→ TRAVAIL À FAIRE
Dans l'extrait du débat sur l'immigration ci-dessous, relevez toutes les personnes auxquelles Mme Cécile Cukierman s'adresse au tout début de son intervention.

---- EXTRAIT

M. le président. Veuillez conclure, ma chère collègue.
Mme Dominique Gillot. Partie intégrante de la jeunesse de France, ils permettent aux étudiants français d’apprendre l’ouverture à l’autre, la capacité à collaborer comme à échanger et participent à affermir nos relations diplomatiques, culturelles et commerciales. L’accueil des étudiants et chercheurs étrangers est donc bien un investissement d’avenir durable.
Si nous devons assurer respect et dignité à tous les étrangers qui viennent sur notre territoire, dans le cadre d’une politique d’immigration juste, exigeante et bienveillante, les étudiants étrangers doivent recevoir une considération particulière au sein de la masse globale des flux migratoires. (Applaudissements sur les travées du groupe socialiste.)
M. le président. La parole est à Mme Cécile Cukierman.
Mme Cécile Cukierman. Monsieur le président, madame la ministre, monsieur le ministre, mes chers collègues, il est toujours intéressant que le Parlement prenne le temps de débattre de sujets sensibles dans la société, comme l’est l’immigration.
On se souvient des très fortes mobilisations du monde associatif et de forces politiques de gauche contre des mesures prises par les précédents gouvernements, sous la houlette des ministres de l’intérieur – voire de l’intérieur et de l’immigration –, qui ont plongé des milliers de personnes étrangères dans des situations précaires et ont privé certaines d’entre elles de leurs droits. À ce titre, nous pensons avec de nombreuses associations, dont la CIMADE, qu’il serait peut-être temps de réformer en profondeur le code de l’entrée et du séjour des étrangers et du droit d’asile et de revoir l’ensemble des législations adoptées sous le règne de la droite, qui n’ont cessé de se durcir au fil des années.
On peut donc regretter que le débat qui nous occupe ce soir se limite aux migrants qualifiés et ne soit pas plus large. Or les migrants qualifiés – je parle des hommes comme des femmes – sont déjà très nombreux sur notre territoire et participent au développement économique de notre pays alors même que beaucoup d’entre eux n’ont pas de papiers. Je profite donc de ce débat pour me faire la porte-parole de toutes celles et de tous ceux qui demandent la régularisation de ces sans-papiers selon des critères justes. Sur ces deux questions, peut être pourriez-vous, monsieur le ministre, nous donner ce soir quelques éléments ?

--------
---- INFORMATIONS AFFICHÉES

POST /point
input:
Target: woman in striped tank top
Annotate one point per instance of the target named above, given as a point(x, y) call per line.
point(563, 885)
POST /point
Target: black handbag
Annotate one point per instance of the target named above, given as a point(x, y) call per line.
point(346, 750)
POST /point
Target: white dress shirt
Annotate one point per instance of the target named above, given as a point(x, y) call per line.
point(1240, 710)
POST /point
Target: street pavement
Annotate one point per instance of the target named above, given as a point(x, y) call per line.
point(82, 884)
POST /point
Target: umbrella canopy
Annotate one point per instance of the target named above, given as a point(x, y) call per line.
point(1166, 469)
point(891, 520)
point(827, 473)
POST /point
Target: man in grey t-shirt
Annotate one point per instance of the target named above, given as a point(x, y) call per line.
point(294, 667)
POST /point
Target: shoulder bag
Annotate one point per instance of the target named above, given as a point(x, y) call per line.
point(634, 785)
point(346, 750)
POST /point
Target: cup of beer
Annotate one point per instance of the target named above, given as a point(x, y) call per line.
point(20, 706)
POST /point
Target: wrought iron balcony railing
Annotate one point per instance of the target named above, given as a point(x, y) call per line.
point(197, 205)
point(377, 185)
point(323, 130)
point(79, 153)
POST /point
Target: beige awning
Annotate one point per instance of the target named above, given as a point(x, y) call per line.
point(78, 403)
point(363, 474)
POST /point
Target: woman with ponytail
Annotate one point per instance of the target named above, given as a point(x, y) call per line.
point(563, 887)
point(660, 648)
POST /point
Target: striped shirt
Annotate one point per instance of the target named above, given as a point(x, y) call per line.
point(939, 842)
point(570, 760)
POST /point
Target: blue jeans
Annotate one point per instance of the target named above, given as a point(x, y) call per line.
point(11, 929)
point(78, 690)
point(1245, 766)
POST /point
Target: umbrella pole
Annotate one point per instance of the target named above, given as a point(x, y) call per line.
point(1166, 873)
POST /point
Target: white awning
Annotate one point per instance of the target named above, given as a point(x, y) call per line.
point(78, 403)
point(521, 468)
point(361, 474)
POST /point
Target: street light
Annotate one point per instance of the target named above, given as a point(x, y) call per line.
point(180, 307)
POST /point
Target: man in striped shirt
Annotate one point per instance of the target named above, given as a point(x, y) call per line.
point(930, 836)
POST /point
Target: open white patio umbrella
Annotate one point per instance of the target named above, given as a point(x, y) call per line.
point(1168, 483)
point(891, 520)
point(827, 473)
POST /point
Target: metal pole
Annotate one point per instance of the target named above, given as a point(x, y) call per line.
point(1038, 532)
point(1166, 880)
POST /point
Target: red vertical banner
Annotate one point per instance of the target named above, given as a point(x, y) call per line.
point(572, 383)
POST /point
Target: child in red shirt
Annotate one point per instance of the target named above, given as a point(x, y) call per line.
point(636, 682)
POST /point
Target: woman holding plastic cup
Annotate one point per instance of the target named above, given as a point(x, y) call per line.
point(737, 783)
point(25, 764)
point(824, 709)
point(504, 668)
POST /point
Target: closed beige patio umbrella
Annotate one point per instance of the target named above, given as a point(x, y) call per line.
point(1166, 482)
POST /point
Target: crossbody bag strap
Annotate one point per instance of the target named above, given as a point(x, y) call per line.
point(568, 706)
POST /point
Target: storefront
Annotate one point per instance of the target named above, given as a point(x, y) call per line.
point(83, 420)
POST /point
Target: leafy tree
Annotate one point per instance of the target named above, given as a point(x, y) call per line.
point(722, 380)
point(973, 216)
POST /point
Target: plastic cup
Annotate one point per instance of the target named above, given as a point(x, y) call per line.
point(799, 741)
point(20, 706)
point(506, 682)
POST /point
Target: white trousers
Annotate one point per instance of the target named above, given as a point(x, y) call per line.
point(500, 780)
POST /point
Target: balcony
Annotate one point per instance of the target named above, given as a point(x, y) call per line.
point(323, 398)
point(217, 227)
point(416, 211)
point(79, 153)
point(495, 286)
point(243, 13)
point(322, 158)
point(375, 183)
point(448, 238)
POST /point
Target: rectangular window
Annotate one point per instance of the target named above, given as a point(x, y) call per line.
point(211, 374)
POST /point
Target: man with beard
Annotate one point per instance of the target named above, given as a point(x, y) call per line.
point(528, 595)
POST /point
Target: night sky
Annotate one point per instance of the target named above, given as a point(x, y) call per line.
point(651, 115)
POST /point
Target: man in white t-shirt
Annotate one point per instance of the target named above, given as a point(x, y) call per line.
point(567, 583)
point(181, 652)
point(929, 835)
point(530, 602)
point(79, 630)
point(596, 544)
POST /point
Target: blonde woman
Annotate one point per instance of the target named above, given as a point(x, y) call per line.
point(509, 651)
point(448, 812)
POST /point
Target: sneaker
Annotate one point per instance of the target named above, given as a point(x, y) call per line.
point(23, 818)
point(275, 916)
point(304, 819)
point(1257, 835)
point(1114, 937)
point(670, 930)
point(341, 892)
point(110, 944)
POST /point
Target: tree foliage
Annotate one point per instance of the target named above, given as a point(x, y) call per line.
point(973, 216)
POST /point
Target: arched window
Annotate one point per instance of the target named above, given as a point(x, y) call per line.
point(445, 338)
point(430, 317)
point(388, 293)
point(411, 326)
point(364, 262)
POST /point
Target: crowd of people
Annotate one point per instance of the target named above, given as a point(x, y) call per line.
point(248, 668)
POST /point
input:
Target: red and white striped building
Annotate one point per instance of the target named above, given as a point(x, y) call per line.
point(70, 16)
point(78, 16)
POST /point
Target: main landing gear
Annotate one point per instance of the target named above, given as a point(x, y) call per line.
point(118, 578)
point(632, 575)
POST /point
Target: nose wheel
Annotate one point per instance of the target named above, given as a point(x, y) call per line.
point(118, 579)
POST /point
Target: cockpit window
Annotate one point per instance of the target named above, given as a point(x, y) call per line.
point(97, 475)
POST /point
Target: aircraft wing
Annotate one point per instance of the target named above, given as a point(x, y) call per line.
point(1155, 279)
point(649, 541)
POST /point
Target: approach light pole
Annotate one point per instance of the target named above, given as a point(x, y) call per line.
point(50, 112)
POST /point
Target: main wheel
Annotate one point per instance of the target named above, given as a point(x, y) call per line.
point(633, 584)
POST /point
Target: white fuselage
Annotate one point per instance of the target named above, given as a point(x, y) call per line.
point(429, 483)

--------

→ RÉPONSE
- Monsieur le président
- Madame la ministre
- Monsieur le ministre
- Mes chers collègues